- WHAT TO PRODUCE
Copy each line in the data that includes the word "field".

- DATA
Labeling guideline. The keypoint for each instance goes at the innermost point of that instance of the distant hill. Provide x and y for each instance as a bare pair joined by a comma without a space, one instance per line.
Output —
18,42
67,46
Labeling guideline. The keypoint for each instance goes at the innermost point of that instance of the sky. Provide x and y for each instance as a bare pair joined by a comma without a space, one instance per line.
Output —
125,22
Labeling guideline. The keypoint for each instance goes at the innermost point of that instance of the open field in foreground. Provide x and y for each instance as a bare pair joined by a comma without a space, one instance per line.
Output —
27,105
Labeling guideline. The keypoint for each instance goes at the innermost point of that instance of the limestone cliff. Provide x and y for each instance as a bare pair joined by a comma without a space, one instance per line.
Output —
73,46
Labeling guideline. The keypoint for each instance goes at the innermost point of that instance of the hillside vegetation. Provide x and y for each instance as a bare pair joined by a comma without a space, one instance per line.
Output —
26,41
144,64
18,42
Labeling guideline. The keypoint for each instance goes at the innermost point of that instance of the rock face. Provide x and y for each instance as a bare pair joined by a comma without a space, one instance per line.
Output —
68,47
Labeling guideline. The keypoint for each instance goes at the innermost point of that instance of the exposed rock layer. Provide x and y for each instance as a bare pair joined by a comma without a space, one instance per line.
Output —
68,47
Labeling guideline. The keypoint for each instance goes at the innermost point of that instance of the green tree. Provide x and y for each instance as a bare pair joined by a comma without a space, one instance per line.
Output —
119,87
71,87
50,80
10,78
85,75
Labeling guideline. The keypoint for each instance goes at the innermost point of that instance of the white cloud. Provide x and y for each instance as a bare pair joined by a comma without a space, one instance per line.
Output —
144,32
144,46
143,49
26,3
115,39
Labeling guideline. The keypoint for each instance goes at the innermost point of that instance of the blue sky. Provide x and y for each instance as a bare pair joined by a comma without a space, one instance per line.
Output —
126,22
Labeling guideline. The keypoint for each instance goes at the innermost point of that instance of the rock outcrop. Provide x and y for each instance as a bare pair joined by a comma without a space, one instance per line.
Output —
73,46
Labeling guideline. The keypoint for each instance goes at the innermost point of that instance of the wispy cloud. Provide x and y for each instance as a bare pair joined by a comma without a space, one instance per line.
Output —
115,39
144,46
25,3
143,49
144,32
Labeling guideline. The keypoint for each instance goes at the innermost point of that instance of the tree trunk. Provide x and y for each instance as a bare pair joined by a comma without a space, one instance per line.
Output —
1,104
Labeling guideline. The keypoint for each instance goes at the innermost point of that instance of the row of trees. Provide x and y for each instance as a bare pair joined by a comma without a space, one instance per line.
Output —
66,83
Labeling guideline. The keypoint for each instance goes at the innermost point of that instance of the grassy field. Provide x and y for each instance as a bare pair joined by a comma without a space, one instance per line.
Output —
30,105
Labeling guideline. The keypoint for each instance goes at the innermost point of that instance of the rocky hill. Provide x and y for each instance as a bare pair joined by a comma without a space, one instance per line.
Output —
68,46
...
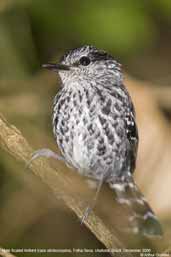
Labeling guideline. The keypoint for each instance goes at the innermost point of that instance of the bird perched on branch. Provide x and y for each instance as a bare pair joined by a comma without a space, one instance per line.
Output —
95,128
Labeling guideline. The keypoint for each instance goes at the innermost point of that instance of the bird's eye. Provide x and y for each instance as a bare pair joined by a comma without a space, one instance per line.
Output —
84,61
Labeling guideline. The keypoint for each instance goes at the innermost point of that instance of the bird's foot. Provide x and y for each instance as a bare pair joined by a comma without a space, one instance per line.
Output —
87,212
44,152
--
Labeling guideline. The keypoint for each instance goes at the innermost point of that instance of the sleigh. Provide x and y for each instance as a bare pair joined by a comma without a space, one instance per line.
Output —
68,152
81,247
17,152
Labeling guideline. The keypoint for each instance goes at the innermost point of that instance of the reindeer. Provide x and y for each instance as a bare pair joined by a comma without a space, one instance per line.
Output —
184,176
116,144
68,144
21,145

- ANSWER BOX
Labeling guideline. The keypoint for each instance goes at the innermost point of that instance of the open field in foreground. Provide x and y for each instance as a bare pair joined by a comma without a space, one instance per line.
Labeling guideline. The keypoint for each instance goes at the innermost point of that instance of the grassy field. Provide x and y for each instance as a bare pair joined by a comma without a space, one instance per line.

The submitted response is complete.